# [DATA FOR ANALYSIS]
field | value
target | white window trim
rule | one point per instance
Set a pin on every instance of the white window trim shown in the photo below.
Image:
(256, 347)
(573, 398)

# [ACTIVITY]
Copy every record above out again, word for word.

# [ANSWER BOX]
field | value
target | white window trim
rule | one point per instance
Set a pin on every instance of the white window trim shown in the photo below.
Image:
(256, 347)
(573, 398)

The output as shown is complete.